## TEXTO DEL DOCUMENTO
—————
Mientras tanto, los valencianos retiran el lodo, calle a calle, casa a casa, con el barro hasta las cejas y la rabia contenida. De todo este fin del mundo se salva lo mejor del ser humano, las oleadas de voluntarios que acudieron al grito de socorro de sus paisanos sin pensárselo dos veces. Filas de personas silenciosas con cubos, escobas y bolsas de comida hasta donde alcanzaba la vista; hileras kilométricas atravesando los puentes de la solidaridad en dirección a la zona cero. Gente corriente, hombres y mujeres, muchos de ellos jóvenes, convertidos en héroes anónimos que ahora mismo no reparan en la ineptitud de sus políticos, ni en si el culpable es fulanito o menganito, ni en el odio cainita que florece entre el limo cenagoso, caldo de cultivo de enfermedades y de futuras guerras civiles. Solo piensan en ayudar a sus vecinos, en retirar un palmo más de cieno, en sacar un trasto más de una casa, en llevar una botella de agua más a un jubilado, a una mujer embarazada, a un moribundo abandonado. Ellos son el orgullo del país. Tenemos dos fuerzas que nos ayudan a vivir: el olvido y la esperanza, dijo Vicente Blasco Ibáñez, precisamente el escritor del sufrimiento entre las cañas y el barro.
Pero entre toda esa marea de solidaridad, en medio del poble que salva al poble, están también los otros, las bestias con sus bramidos, los de la manada que gritan como demonios salidos del averno, los que insultan, los que agitan las calles y las redes sociales (auténtico altavoz del fascismo posmoderno). Los que no dudarían en linchar a un presidente del Gobierno hasta colgarlo por los pies, como anunció Abascal en su día. Estos salen a la calle con palas y vuelven con palos. Van a las áreas devastadas aparentando ayudar y terminan inoculando el parásito, que no es el de la disentería o la salmonela, sino el de la violencia. Muchos de ellos viven lejos de la calamidad, a salvo en lujosas mansiones, protegidos por su dinero y buenos abogados. Lo que vimos ayer, el triste y denigrante espectáculo del abucheo y lanzamiento de puñados de lodo a las autoridades (a los reyes, a Sánchez y a Mazón), no tiene nada que ver con la lógica indignación de los paiportinos, a los que se ha dejado abandonados, a oscuras, sin comida ni agua, durante los primeros días de la tragedia (bien por la incompetencia de quienes tenían que tomar decisiones, bien porque la calamidad es de dimensiones cósmicas y no hay Protección Civil ni Estado que valga ante tanto destrozo). Una cosa es el cabreo de los miles de damnificados y otra la sarna que corroe este país desde los tiempos de Viriato, la gentuza que va apestando la tierra y que remueve el barro del enfrentamiento civil allá donde puede, en la calle, en una plaza pública, en el vertedero cibernético de Elon Musk. A río revuelto, ganancia de pescadores, o sea la extrema derecha.
Lo de ayer no es, ni más ni menos, que el anticipo de lo que está por venir. Los efectos del cambio climático, con sus danas y tifones, no solo se reducen al paisaje devastado que queda después. Trae consigo la destrucción misma de la civilización humana. La miseria, la ruina, el hambre. La guerra de todos contra todos. La costra o sustrato perfecto para que los oportunistas del nuevo nazismo posdemocrático, los salvapatrias y charlatanes, los demagogos y propagadores de bulos e infundios de todo tipo, contribuyan al hedor de la riada con más pestilencia. El mismo abono fatal que quedó tras el huracán Katrina y del que emergió un dios terrible de barro e infamia llamado Donald Trump. Ese otro patán que puede ponerse a los mandos del mundo libre en las próximas horas.
—————
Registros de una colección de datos

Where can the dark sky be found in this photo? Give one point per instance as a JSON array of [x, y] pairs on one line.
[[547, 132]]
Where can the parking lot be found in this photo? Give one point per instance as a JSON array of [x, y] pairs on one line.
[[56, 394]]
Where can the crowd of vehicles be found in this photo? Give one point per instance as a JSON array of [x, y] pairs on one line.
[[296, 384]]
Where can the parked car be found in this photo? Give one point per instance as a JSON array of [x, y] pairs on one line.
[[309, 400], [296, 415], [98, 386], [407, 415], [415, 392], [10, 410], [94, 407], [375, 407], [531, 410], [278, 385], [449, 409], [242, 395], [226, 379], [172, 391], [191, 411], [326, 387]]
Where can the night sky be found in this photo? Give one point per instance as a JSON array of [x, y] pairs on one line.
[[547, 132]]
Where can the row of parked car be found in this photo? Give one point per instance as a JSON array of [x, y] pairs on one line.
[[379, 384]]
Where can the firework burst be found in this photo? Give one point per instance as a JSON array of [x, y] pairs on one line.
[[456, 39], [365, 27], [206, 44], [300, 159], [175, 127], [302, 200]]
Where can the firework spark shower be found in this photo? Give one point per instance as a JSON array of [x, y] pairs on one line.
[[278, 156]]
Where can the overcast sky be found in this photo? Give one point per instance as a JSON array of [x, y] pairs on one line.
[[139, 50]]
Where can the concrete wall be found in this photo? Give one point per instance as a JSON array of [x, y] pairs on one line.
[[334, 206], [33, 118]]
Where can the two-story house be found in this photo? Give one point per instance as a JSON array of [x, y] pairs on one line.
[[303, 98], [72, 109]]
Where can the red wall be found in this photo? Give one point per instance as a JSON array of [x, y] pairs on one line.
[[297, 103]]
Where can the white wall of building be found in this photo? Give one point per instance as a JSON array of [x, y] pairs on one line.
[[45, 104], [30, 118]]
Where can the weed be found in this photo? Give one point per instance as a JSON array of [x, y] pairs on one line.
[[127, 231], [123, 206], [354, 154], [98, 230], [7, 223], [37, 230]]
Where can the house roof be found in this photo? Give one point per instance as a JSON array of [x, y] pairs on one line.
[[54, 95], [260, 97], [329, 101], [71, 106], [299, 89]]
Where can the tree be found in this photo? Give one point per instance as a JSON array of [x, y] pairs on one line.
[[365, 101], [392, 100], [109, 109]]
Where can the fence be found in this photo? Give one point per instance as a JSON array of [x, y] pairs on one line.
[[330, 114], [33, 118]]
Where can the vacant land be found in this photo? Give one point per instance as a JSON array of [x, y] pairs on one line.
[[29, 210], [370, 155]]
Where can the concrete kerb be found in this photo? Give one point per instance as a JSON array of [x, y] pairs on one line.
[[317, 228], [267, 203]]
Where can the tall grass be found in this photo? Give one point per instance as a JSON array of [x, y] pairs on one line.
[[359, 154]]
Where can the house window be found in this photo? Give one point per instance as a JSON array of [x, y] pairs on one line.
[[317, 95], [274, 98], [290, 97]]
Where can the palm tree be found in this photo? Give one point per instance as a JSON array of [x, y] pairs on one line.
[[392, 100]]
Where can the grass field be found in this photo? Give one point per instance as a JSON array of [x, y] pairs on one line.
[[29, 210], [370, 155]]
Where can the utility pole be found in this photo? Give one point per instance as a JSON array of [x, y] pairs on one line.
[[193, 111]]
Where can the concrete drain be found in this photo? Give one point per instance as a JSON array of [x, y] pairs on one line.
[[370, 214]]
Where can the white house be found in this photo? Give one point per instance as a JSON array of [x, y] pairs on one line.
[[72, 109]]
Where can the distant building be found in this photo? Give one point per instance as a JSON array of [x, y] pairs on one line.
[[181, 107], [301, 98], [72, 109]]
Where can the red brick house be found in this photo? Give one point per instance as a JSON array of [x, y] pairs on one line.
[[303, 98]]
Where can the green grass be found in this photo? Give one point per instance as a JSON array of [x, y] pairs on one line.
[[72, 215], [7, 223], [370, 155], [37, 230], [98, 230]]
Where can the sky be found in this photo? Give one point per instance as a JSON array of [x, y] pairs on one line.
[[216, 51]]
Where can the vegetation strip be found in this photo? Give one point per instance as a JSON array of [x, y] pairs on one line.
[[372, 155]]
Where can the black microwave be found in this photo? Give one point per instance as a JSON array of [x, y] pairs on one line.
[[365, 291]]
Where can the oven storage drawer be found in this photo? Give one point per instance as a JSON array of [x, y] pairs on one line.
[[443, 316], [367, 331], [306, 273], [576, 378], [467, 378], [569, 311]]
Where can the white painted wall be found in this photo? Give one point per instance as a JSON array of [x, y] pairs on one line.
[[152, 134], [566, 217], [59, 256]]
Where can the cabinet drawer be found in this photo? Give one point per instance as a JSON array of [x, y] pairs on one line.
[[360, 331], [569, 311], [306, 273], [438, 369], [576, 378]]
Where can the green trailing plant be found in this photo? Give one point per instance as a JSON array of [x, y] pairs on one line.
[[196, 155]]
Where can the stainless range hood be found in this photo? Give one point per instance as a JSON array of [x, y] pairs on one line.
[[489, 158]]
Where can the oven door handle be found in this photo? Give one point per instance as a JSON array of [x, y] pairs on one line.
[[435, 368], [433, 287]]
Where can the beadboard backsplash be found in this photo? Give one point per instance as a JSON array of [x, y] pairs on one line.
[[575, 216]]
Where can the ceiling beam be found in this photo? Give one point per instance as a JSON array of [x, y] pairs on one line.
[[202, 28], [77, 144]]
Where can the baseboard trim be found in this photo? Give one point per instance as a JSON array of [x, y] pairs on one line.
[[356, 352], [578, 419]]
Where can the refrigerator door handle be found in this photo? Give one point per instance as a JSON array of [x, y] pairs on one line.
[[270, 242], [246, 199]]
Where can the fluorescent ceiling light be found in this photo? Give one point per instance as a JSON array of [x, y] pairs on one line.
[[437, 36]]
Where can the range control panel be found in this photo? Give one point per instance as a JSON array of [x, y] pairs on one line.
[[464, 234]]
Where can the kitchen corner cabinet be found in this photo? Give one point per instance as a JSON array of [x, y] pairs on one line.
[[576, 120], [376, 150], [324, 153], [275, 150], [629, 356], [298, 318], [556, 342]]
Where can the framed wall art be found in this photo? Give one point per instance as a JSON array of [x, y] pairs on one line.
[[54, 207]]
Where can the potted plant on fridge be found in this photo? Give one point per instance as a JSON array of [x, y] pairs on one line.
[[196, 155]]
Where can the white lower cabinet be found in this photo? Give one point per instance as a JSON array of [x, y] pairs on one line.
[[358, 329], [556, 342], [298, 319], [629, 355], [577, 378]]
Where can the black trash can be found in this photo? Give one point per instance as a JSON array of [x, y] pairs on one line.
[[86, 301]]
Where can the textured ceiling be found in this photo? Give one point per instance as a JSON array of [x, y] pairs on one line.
—————
## APLICA LO LEÍDO
1. Enumera a todas las personas que el texto sobre la riada de Valencia menciona por su nombre propio.
2. Según la frase de Vicente Blasco Ibáñez que recoge el texto sobre la riada de Valencia, ¿cuáles son las dos fuerzas que nos ayudan a vivir?
El listado no tiene ninguna relación con el texto.

## TUS RESPUESTAS
1. Vicente Blasco Ibáñez, Abascal, Sánchez, Mazón, Viriato, Elon Musk y Donald Trump.

2. El olvido y la esperanza.